* [Objective]
Convert the lines of every entry below into a JSON list of strings, one string per line, skipping blank lines and leaving out the pictures.
++++ The input ++++
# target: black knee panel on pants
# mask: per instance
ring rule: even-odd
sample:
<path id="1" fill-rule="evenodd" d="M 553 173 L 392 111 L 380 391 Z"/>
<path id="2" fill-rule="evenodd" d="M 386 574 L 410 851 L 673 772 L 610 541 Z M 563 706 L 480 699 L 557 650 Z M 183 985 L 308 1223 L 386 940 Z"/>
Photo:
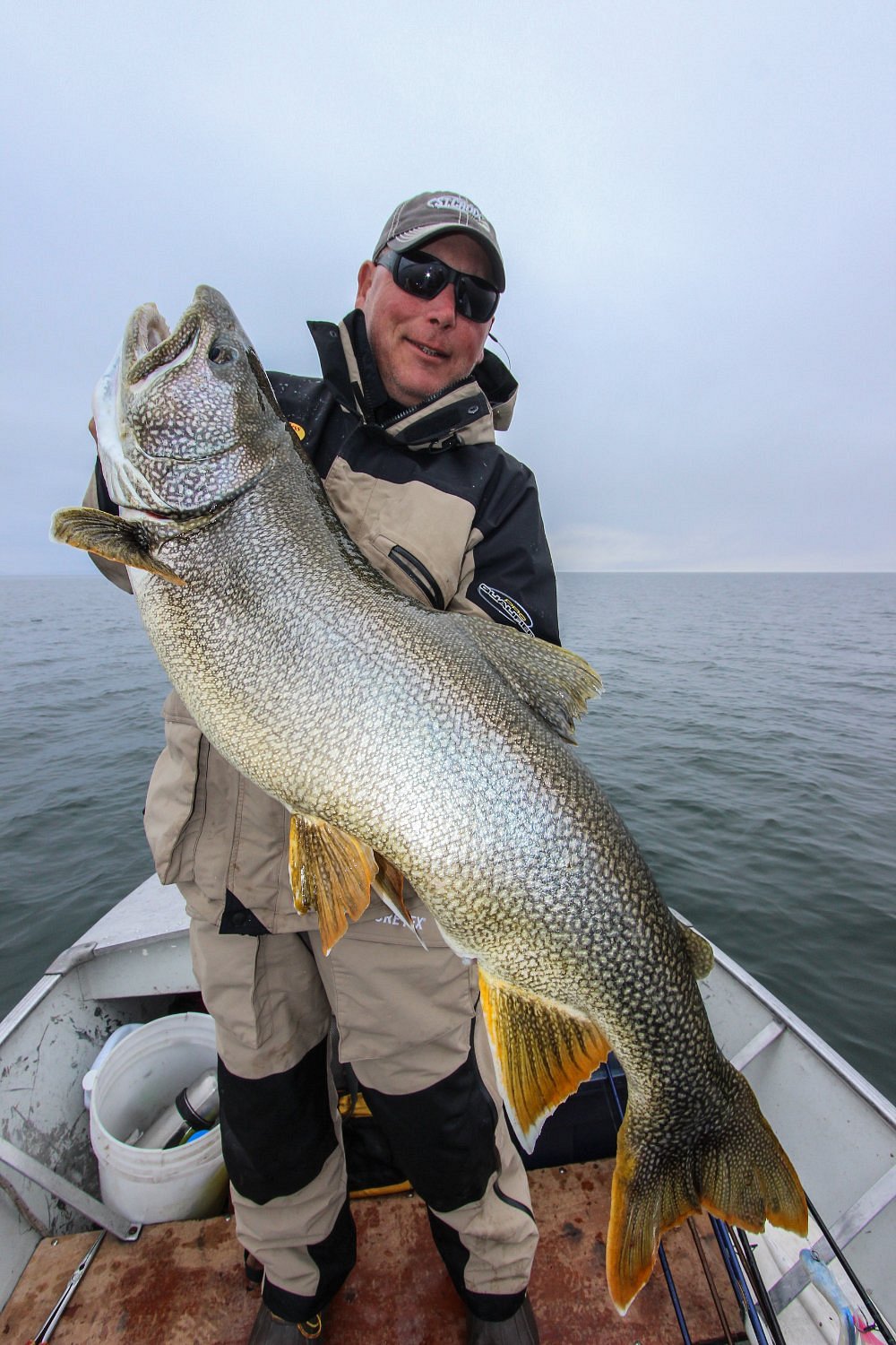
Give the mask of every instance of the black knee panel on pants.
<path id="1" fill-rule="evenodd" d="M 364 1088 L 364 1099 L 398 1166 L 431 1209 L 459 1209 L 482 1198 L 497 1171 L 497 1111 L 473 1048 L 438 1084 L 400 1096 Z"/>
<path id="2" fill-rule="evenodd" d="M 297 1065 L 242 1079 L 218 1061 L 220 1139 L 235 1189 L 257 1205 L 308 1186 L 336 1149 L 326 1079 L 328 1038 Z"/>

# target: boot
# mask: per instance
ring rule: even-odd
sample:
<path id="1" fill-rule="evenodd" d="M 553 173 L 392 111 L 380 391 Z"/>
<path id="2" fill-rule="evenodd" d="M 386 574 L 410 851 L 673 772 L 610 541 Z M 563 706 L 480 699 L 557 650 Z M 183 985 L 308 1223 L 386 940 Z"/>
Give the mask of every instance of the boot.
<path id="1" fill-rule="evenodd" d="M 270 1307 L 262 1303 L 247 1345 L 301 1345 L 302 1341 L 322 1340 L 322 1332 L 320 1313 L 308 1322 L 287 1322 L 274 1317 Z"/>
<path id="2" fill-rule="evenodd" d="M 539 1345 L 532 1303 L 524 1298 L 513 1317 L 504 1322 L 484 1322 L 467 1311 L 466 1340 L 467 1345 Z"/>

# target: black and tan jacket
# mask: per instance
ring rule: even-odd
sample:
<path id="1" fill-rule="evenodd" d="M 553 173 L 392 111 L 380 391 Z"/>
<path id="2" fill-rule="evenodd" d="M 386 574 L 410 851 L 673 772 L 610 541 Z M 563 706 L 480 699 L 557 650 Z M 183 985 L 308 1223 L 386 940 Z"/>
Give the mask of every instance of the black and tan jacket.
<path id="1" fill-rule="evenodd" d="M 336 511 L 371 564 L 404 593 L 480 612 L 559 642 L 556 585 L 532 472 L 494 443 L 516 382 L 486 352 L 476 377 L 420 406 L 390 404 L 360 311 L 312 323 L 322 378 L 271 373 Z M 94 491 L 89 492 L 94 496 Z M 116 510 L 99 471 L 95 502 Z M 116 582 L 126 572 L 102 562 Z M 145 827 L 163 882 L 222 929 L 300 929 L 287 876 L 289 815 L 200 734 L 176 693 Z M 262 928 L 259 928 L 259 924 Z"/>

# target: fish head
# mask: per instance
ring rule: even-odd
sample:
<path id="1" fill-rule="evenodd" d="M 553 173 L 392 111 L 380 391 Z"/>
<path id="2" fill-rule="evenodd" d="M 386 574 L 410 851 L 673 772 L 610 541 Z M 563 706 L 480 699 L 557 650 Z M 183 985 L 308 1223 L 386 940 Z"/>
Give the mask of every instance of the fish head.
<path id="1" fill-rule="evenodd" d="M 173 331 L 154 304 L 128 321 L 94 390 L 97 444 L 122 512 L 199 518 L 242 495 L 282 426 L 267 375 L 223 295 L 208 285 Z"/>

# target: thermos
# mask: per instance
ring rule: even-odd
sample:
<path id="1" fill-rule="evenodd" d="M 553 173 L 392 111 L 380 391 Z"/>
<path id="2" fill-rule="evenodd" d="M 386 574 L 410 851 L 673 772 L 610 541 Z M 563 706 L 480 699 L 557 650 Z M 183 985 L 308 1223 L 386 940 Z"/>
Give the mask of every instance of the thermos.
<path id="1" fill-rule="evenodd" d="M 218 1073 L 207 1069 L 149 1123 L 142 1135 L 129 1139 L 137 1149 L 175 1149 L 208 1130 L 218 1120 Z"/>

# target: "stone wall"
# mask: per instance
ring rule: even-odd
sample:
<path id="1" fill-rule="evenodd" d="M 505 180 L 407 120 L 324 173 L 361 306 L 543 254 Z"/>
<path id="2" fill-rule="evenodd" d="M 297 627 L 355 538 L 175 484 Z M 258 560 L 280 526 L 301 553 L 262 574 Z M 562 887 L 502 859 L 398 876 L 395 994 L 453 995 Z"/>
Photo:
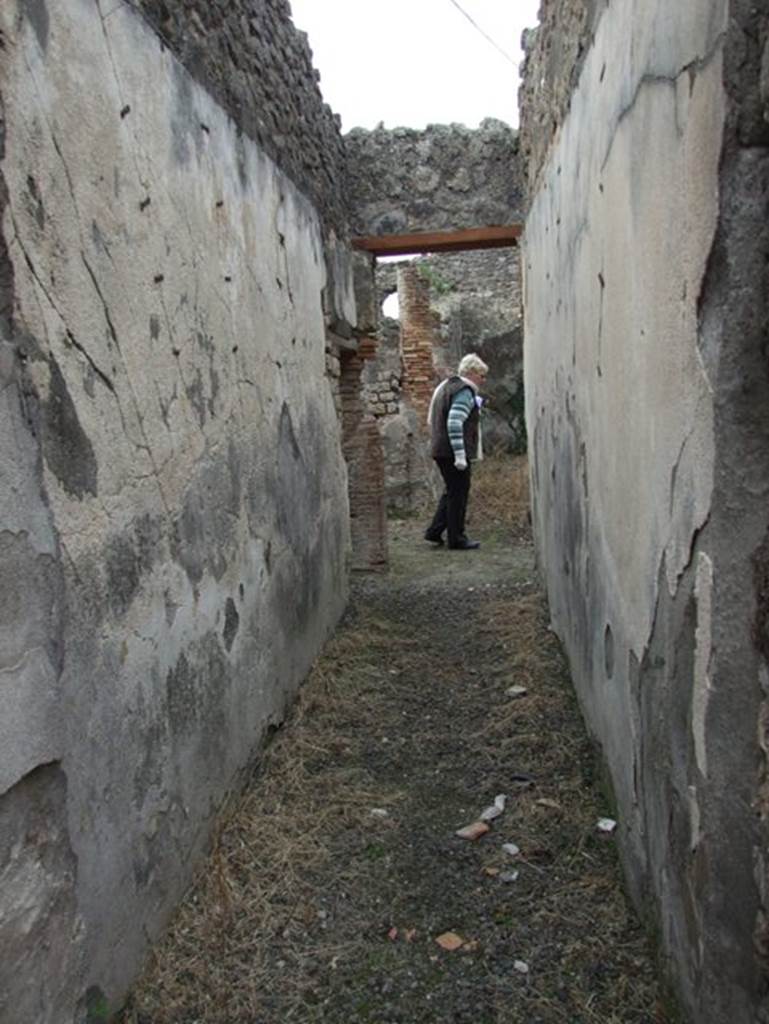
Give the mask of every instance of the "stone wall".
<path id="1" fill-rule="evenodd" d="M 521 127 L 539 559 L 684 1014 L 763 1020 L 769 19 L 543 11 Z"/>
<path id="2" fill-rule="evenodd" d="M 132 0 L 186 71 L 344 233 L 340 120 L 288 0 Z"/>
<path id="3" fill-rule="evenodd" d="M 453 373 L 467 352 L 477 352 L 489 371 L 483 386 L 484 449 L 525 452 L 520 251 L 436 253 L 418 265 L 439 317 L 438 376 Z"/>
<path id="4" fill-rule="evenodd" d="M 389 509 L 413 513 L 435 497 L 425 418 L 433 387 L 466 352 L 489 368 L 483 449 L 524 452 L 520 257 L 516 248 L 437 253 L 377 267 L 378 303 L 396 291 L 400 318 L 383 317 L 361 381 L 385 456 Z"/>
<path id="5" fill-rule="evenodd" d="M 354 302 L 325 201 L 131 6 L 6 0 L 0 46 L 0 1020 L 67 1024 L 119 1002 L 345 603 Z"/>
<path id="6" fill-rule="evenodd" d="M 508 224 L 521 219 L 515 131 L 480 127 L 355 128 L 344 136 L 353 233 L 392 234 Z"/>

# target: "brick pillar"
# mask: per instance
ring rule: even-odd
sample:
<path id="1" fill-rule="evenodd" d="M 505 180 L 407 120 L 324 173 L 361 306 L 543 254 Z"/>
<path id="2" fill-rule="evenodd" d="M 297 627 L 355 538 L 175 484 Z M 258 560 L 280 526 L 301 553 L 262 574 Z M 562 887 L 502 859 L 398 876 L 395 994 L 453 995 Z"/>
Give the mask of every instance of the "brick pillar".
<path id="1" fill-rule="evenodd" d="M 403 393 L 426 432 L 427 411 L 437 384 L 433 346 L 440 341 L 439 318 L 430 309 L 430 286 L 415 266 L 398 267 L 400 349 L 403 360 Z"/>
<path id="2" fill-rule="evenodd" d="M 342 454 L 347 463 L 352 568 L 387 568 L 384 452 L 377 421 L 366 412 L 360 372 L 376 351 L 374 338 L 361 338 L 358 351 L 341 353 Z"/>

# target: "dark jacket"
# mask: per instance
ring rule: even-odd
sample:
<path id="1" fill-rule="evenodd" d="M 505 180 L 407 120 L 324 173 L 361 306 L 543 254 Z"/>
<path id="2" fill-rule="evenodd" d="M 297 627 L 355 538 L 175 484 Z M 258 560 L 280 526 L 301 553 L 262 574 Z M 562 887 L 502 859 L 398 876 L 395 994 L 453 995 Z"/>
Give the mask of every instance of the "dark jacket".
++++
* [Task result]
[
  "# target: black knee panel on pants",
  "# mask: per instance",
  "ring rule: even-odd",
  "sample:",
  "<path id=\"1\" fill-rule=\"evenodd\" d=\"M 553 173 L 392 111 L 380 391 Z\"/>",
  "<path id=\"2\" fill-rule=\"evenodd\" d=\"M 386 574 L 410 851 L 673 772 L 610 541 Z M 563 706 L 480 699 L 557 650 Z M 183 985 L 308 1223 L 386 940 Z\"/>",
  "Photo:",
  "Give the mask of every instance of the black knee panel on pants.",
  "<path id=\"1\" fill-rule=\"evenodd\" d=\"M 364 1088 L 364 1099 L 398 1166 L 431 1209 L 459 1209 L 482 1198 L 497 1171 L 497 1111 L 473 1048 L 438 1084 L 400 1096 Z\"/>",
  "<path id=\"2\" fill-rule=\"evenodd\" d=\"M 297 1065 L 242 1079 L 218 1061 L 220 1139 L 235 1189 L 257 1205 L 308 1186 L 336 1149 L 326 1079 L 328 1038 Z\"/>",
  "# target: boot",
  "# mask: per instance",
  "ring rule: even-odd",
  "sample:",
  "<path id=\"1\" fill-rule=\"evenodd\" d=\"M 553 173 L 392 111 L 380 391 Z\"/>",
  "<path id=\"2\" fill-rule=\"evenodd\" d=\"M 386 574 L 410 851 L 673 772 L 610 541 Z M 563 706 L 480 699 L 557 650 Z M 183 985 L 308 1223 L 386 940 Z\"/>",
  "Give the mask of every instance of the boot.",
  "<path id=\"1\" fill-rule=\"evenodd\" d=\"M 270 1307 L 262 1303 L 247 1345 L 301 1345 L 302 1341 L 322 1340 L 322 1332 L 320 1313 L 308 1322 L 287 1322 L 274 1317 Z\"/>",
  "<path id=\"2\" fill-rule=\"evenodd\" d=\"M 539 1345 L 532 1303 L 524 1298 L 513 1317 L 504 1322 L 484 1322 L 467 1311 L 466 1340 L 467 1345 Z\"/>",
  "# target: black and tan jacket",
  "# mask: per instance",
  "ring rule: even-odd",
  "sample:",
  "<path id=\"1\" fill-rule=\"evenodd\" d=\"M 553 173 L 392 111 L 380 391 Z\"/>",
  "<path id=\"2\" fill-rule=\"evenodd\" d=\"M 386 574 L 410 851 L 673 772 L 610 541 Z M 563 706 L 480 699 L 557 650 Z M 183 985 L 308 1223 L 386 940 Z\"/>",
  "Give the mask of every instance of the black and tan jacket.",
  "<path id=\"1\" fill-rule=\"evenodd\" d=\"M 336 511 L 371 564 L 404 593 L 480 612 L 559 642 L 556 585 L 532 472 L 494 443 L 516 382 L 486 352 L 476 377 L 420 406 L 390 404 L 360 311 L 312 323 L 322 378 L 271 373 Z M 94 491 L 89 492 L 94 496 Z M 116 510 L 99 471 L 95 502 Z M 116 582 L 126 572 L 102 562 Z M 145 827 L 163 882 L 222 929 L 300 929 L 287 876 L 289 815 L 200 734 L 176 693 Z M 262 928 L 259 928 L 259 924 Z\"/>",
  "# target: fish head",
  "# mask: per instance",
  "ring rule: even-odd",
  "sample:",
  "<path id=\"1\" fill-rule=\"evenodd\" d=\"M 553 173 L 392 111 L 380 391 Z\"/>",
  "<path id=\"2\" fill-rule=\"evenodd\" d=\"M 386 574 L 410 851 L 673 772 L 610 541 Z M 563 706 L 480 699 L 557 650 Z M 183 985 L 308 1223 L 386 940 Z\"/>",
  "Give the mask of every instance of the fish head.",
  "<path id=\"1\" fill-rule=\"evenodd\" d=\"M 173 331 L 154 304 L 128 321 L 94 390 L 97 444 L 122 512 L 199 518 L 242 495 L 282 426 L 267 375 L 223 295 L 208 285 Z\"/>",
  "# target: thermos",
  "# mask: per instance",
  "ring rule: even-odd",
  "sample:",
  "<path id=\"1\" fill-rule=\"evenodd\" d=\"M 553 173 L 392 111 L 380 391 Z\"/>",
  "<path id=\"2\" fill-rule=\"evenodd\" d=\"M 386 574 L 410 851 L 673 772 L 610 541 Z M 563 706 L 480 699 L 557 650 Z M 183 985 L 308 1223 L 386 940 Z\"/>",
  "Give the mask of every instance of the thermos.",
  "<path id=\"1\" fill-rule=\"evenodd\" d=\"M 218 1073 L 207 1069 L 149 1123 L 142 1135 L 129 1139 L 137 1149 L 175 1149 L 208 1130 L 218 1120 Z\"/>",
  "# target: \"stone wall\"",
  "# mask: per instance",
  "ring rule: even-odd",
  "sample:",
  "<path id=\"1\" fill-rule=\"evenodd\" d=\"M 505 180 L 407 120 L 324 173 L 361 306 L 543 254 Z\"/>",
  "<path id=\"2\" fill-rule=\"evenodd\" d=\"M 297 627 L 355 538 L 175 484 Z M 258 560 L 280 526 L 301 553 L 262 574 Z M 562 887 L 502 859 L 398 876 L 395 994 L 453 995 Z\"/>",
  "Photo:",
  "Give the mask of every instance of the \"stone wall\".",
  "<path id=\"1\" fill-rule=\"evenodd\" d=\"M 521 127 L 539 559 L 684 1014 L 763 1020 L 769 19 L 543 11 Z\"/>",
  "<path id=\"2\" fill-rule=\"evenodd\" d=\"M 132 0 L 186 71 L 344 233 L 340 120 L 288 0 Z\"/>",
  "<path id=\"3\" fill-rule=\"evenodd\" d=\"M 453 373 L 467 352 L 477 352 L 489 371 L 483 386 L 484 449 L 525 452 L 520 251 L 436 253 L 418 265 L 439 317 L 438 376 Z\"/>",
  "<path id=\"4\" fill-rule=\"evenodd\" d=\"M 389 509 L 413 513 L 435 497 L 425 418 L 433 387 L 466 352 L 489 368 L 483 449 L 524 452 L 520 257 L 516 248 L 437 253 L 377 267 L 378 303 L 396 291 L 400 318 L 383 317 L 361 381 L 385 456 Z\"/>",
  "<path id=\"5\" fill-rule=\"evenodd\" d=\"M 354 302 L 325 201 L 131 6 L 6 0 L 0 46 L 0 1020 L 67 1024 L 119 1002 L 345 603 Z\"/>",
  "<path id=\"6\" fill-rule=\"evenodd\" d=\"M 508 224 L 521 219 L 515 131 L 480 127 L 355 128 L 344 136 L 353 233 L 392 234 Z\"/>",
  "# target: \"brick pillar\"",
  "# mask: per instance",
  "ring rule: even-odd",
  "sample:",
  "<path id=\"1\" fill-rule=\"evenodd\" d=\"M 505 180 L 407 120 L 324 173 L 361 306 L 543 254 Z\"/>",
  "<path id=\"2\" fill-rule=\"evenodd\" d=\"M 297 627 L 355 538 L 175 484 Z M 258 560 L 280 526 L 301 553 L 262 574 Z M 562 887 L 502 859 L 398 876 L 395 994 L 453 995 Z\"/>",
  "Give the mask of every instance of the \"brick pillar\".",
  "<path id=\"1\" fill-rule=\"evenodd\" d=\"M 403 393 L 426 432 L 427 411 L 437 384 L 433 346 L 440 341 L 439 318 L 430 309 L 430 286 L 415 266 L 398 267 L 400 349 L 403 360 Z\"/>",
  "<path id=\"2\" fill-rule=\"evenodd\" d=\"M 342 454 L 347 463 L 352 568 L 387 568 L 384 452 L 377 421 L 366 412 L 360 372 L 376 351 L 374 338 L 361 338 L 358 351 L 341 353 Z\"/>",
  "# target: \"dark jacket\"",
  "# mask: per instance",
  "ring rule: even-odd",
  "sample:",
  "<path id=\"1\" fill-rule=\"evenodd\" d=\"M 505 180 L 407 120 L 324 173 L 361 306 L 543 254 Z\"/>",
  "<path id=\"2\" fill-rule=\"evenodd\" d=\"M 297 627 L 355 538 L 175 484 Z M 258 560 L 280 526 L 301 553 L 262 574 Z M 562 887 L 502 859 L 398 876 L 395 994 L 453 995 Z\"/>",
  "Give the mask of every instance of the \"dark jacket\"."
]